→ **EXTRACTO DE PÁGINA**

┌──

Thursday, March 17, 2005

¡DE QUË TAMAÑO ES!

Pedro Rivero Mercado

Habíamos participado de infinidad de aventuras. Teníamos recorrida buena parte de la vasta geográfica rural. Salir de caza o salir de pesca eran nuestros entretenimientos favoritos. Casi todos los fines de semana o los feriados largos los dedicábamos a tales riesgos entretenimientos.
Pero nuestras aventuras solían darse, asimismo, dentro de los límites urbanos de la grande y empolvada aldea. Naturalmente, se trataba de otro tipo de aventuras.
Galantes, a medias luces. Música ambiental romántica. Tragos cortos, los suficientes para despuntar las noches. A veces, hasta quedar de cara al lucero del alba. Excelente compañía la suya, así fuese a campo traviesa o en la tibis intimidad de los bulines.
Su prodigación para que todas las cosas de la buena vida salieran sin fallas, era absoluta.

└──

→ **DATOS MOSTRADOS**

┌──

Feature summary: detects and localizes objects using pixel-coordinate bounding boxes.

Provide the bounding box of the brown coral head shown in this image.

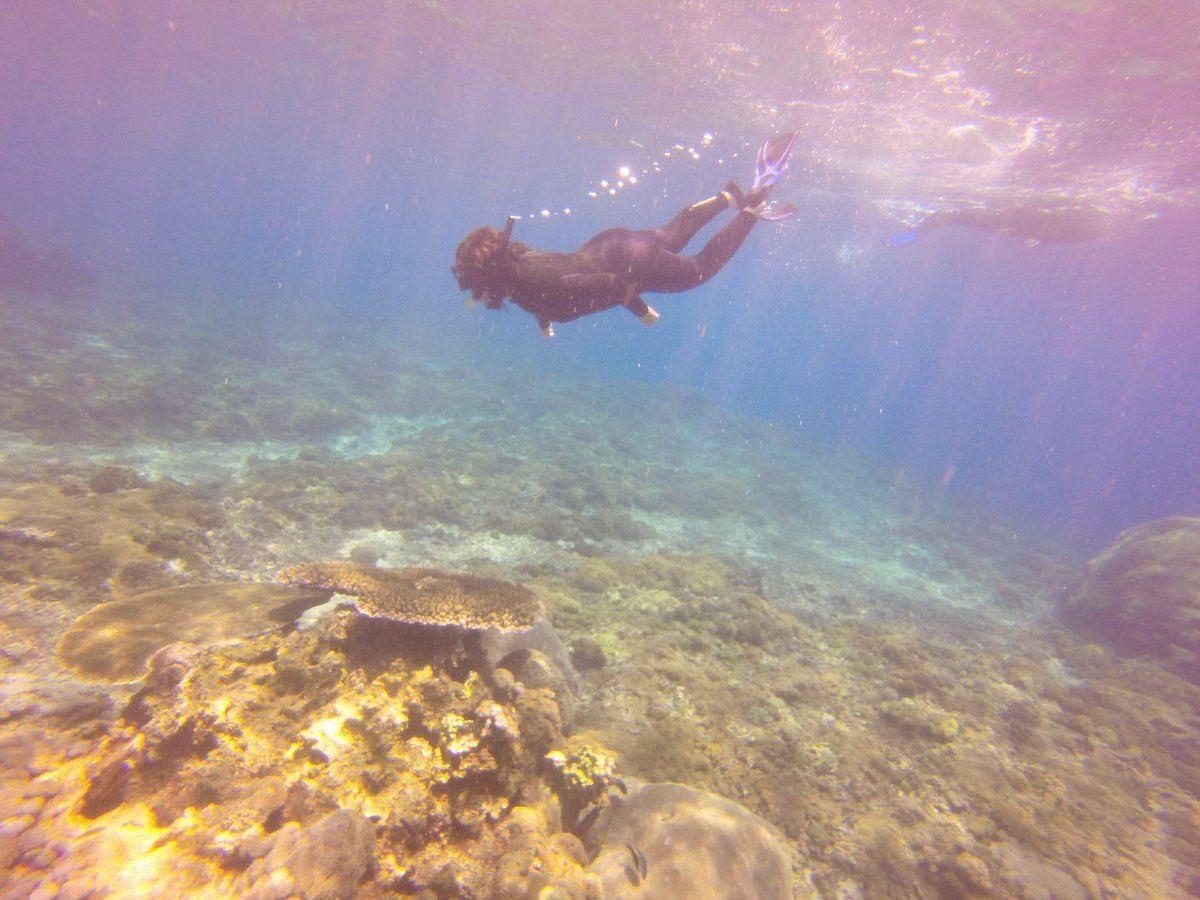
[278,560,544,631]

└──

→ **COMPLETA LO SIGUIENTE**
(a) Reproduce literalmente un tramo del extracto: empieza en las palabras "Pedro Rivero Mercado" y termina después de "tipo de aventuras.".
(b) Según el extracto, ¿cuáles eran los entretenimientos favoritos?
Los datos son un material aparte, independiente del extracto.

→ **SOLUCIONES**
(a)
Pedro Rivero Mercado

Habíamos participado de infinidad de aventuras. Teníamos recorrida buena parte de la vasta geográfica rural. Salir de caza o salir de pesca eran nuestros entretenimientos favoritos. Casi todos los fines de semana o los feriados largos los dedicábamos a tales riesgos entretenimientos.
Pero nuestras aventuras solían darse, asimismo, dentro de los límites urbanos de la grande y empolvada aldea. Naturalmente, se trataba de otro tipo de aventuras.

(b) Salir de caza o salir de pesca.